INSTRUCTIONS FOR THE TASK:
Reproduce the material below, changing every instance of "detection" to "localization" and leaving everything else intact.

[Raw records]
▬▬▬▬▬▬
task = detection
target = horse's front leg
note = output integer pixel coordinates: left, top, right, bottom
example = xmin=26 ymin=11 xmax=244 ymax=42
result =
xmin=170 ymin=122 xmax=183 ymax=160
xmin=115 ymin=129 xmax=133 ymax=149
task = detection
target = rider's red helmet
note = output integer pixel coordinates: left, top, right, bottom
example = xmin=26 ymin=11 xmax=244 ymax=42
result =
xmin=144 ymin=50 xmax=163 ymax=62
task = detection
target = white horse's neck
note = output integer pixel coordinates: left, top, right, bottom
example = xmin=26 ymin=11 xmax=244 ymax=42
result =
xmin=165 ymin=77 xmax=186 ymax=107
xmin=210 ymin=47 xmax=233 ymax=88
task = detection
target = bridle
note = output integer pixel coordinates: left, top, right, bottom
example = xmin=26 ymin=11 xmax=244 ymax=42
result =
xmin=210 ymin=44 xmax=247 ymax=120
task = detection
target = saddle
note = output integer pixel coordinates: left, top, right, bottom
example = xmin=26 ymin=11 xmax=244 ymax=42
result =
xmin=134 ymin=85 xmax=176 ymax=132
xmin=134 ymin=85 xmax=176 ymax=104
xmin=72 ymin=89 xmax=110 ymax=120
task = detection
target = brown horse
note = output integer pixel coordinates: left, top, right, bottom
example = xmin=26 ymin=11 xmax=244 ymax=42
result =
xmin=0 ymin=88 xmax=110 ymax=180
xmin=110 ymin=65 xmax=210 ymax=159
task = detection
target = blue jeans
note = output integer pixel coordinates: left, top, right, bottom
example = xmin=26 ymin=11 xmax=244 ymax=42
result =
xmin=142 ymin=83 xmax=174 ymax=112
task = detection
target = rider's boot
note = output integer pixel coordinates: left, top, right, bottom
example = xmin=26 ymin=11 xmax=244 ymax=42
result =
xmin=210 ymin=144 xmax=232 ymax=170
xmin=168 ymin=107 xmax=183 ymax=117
▬▬▬▬▬▬
RESULT:
task = localization
target = horse's front leg
note = output integer pixel coordinates: left, top, right, bottom
example = xmin=26 ymin=11 xmax=244 ymax=42
result =
xmin=170 ymin=122 xmax=183 ymax=160
xmin=115 ymin=129 xmax=133 ymax=149
task = localization
target = rider's red helmet
note = output integer pixel coordinates: left, top, right, bottom
example = xmin=26 ymin=11 xmax=244 ymax=42
result =
xmin=144 ymin=50 xmax=163 ymax=62
task = localization
target = white horse's neck
note = output integer pixel coordinates: left, top, right, bottom
example = xmin=26 ymin=11 xmax=244 ymax=42
result =
xmin=165 ymin=77 xmax=186 ymax=107
xmin=210 ymin=47 xmax=233 ymax=88
task = localization
target = bridle
note = output integer pixel coordinates: left, top, right, bottom
example = xmin=26 ymin=11 xmax=244 ymax=42
result =
xmin=210 ymin=44 xmax=247 ymax=120
task = localization
target = saddle
note = output integer pixel coordinates: left, top, right, bottom
example = xmin=26 ymin=11 xmax=244 ymax=42
result =
xmin=134 ymin=85 xmax=176 ymax=132
xmin=134 ymin=85 xmax=176 ymax=104
xmin=72 ymin=89 xmax=110 ymax=120
task = localization
target = brown horse
note = output integer pixel coordinates: left, top, right, bottom
example = xmin=26 ymin=11 xmax=244 ymax=42
result =
xmin=0 ymin=88 xmax=110 ymax=180
xmin=110 ymin=65 xmax=210 ymax=159
task = localization
target = blue jeans
note = output integer pixel coordinates: left, top, right, bottom
example = xmin=26 ymin=11 xmax=244 ymax=42
result =
xmin=142 ymin=83 xmax=174 ymax=112
task = localization
target = rider's boot
note = output integer pixel coordinates: left, top, right, bottom
example = xmin=26 ymin=11 xmax=244 ymax=42
result =
xmin=210 ymin=144 xmax=232 ymax=170
xmin=168 ymin=107 xmax=183 ymax=117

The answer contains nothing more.